GIVEN REQUEST 1: From the essay on abstract painting, reproduce word for word the stretch from "Nothing is less" through "meaning of things.".

** START OF EXTRACT TO READ **

Nothing is less real than realism. Details are confusing. It is only by selection, by elimination, by emphasis that we get at the real meaning of things.
— Georgia O'Keeffe
For Georgia O'Keeffe, God was not in the details. When not take the next logical step, then: why not eliminate everything? For a formalist, abstract art gets at the real meaning of things because it eliminates everything but the painting. Instead of selecting what in reality to emphasize, it selects something just as real, the emphasis.
Abstraction keeps coming back, but in a way truer to O'Keeffe: as often as not, it begs for contamination from the real world. Laurel Farrin, for one, imitates Mondrian, but as a container for the scraps of her life. For Cyrilla Mozenter, canvas gives way to scraps of another kind, of fabric, covered by geometric forms and cryptic signs. Ethel Lebenkoff pushes painting still closer to stripped-down images from life on the hand and abstract painting on the other. Imagine Philip Guston, but with a sense of humor less tainted by anxiety and a titanic ego.
They are hardly alone. More often than not these days, painting functions as a comfort zone, a respite from new media and installations. It can afford to incorporate imagery into abstraction, as what Postmodernism would call two complementary sign systems. In the process, it continues Modernism's strategy of appropriation, starting at least with Cubism and continuing through such "New Image" painters as Susan Rothenberg and Jonathan Borofsky. It finds both irony and pleasure in the impurity of sensation.
But can the signs still signify much of anything? As two group shows suggest, the search for a comfort zone parallels opportunities and crises elsewhere in contemporary art as well. An accompanying review surveys some artists who pursue Neo-Geo into photography and video. Another tries to pin down the alternatives.
Like Georgia O'Keeffe and O'Keeffe drawings, Piet Mondrian held to an austere sense of beauty, but his paintings have their uses. That need not include nostalgia for the handmade and the ghosts of abstraction past. For Laurel Farrin, in fact, they help manage her life.

** END OF EXTRACT TO READ **
** START OF ENTRIES SUPPLIED **

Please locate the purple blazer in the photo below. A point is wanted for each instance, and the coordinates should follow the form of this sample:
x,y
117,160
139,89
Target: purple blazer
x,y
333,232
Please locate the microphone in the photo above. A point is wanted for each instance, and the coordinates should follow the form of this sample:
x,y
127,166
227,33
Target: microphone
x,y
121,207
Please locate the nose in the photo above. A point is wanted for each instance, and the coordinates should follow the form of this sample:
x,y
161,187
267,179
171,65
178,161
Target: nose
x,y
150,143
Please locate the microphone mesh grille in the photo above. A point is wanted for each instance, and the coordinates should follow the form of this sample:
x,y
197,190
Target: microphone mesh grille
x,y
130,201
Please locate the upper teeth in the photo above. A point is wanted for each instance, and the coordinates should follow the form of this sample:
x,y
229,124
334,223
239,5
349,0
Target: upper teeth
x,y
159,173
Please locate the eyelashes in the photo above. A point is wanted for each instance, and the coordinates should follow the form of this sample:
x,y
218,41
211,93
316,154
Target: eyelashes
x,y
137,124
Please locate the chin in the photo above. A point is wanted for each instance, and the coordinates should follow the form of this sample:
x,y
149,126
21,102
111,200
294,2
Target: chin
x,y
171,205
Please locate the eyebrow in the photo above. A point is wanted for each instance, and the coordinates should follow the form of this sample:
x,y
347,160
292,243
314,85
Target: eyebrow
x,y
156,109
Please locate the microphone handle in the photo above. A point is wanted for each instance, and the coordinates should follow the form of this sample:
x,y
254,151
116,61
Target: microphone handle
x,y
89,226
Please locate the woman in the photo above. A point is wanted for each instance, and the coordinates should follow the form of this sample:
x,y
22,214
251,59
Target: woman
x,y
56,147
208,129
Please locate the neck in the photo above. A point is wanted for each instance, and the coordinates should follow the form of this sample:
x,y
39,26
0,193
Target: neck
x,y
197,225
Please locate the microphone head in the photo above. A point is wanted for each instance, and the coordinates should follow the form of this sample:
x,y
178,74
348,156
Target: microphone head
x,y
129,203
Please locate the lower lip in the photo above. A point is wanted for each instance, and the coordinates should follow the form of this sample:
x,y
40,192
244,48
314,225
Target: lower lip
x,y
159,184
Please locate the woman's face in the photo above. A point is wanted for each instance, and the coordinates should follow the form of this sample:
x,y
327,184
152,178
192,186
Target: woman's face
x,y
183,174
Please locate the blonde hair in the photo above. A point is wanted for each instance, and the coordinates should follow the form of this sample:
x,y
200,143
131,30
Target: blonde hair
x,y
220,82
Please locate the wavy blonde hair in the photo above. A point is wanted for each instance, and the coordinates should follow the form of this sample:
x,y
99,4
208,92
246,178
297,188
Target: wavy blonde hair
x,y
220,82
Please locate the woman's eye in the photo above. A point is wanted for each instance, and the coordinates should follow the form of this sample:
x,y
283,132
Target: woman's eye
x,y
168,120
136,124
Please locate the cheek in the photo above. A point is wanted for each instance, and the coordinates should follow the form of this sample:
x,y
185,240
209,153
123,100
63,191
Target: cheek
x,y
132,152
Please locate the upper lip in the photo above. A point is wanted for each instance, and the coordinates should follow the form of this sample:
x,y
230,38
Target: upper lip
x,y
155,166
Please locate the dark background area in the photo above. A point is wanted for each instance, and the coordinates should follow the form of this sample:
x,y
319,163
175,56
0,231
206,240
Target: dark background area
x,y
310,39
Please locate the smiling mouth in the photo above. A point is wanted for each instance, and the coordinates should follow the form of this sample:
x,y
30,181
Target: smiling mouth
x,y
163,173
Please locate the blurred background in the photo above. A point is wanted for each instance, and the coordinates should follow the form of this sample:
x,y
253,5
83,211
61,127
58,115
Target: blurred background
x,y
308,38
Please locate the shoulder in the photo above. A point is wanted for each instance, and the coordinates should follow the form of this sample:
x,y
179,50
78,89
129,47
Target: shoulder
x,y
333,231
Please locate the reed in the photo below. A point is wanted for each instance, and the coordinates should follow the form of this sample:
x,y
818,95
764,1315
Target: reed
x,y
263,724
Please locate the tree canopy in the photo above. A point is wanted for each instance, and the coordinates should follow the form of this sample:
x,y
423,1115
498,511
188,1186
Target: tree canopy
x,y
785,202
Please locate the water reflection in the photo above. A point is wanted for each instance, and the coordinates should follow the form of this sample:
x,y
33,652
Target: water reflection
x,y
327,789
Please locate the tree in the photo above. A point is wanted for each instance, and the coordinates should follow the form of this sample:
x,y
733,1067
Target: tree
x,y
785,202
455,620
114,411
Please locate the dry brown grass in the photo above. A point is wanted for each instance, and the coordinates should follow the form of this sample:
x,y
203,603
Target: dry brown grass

** END OF ENTRIES SUPPLIED **

GIVEN REQUEST 2: Find each line of the listing that contains the string "lower", matching case, and copy those lines out in full.

RESULT 1:
Nothing is less real than realism. Details are confusing. It is only by selection, by elimination, by emphasis that we get at the real meaning of things.

RESULT 2:
Please locate the lower lip in the photo above. A point is wanted for each instance, and the coordinates should follow the form of this sample:
Target: lower lip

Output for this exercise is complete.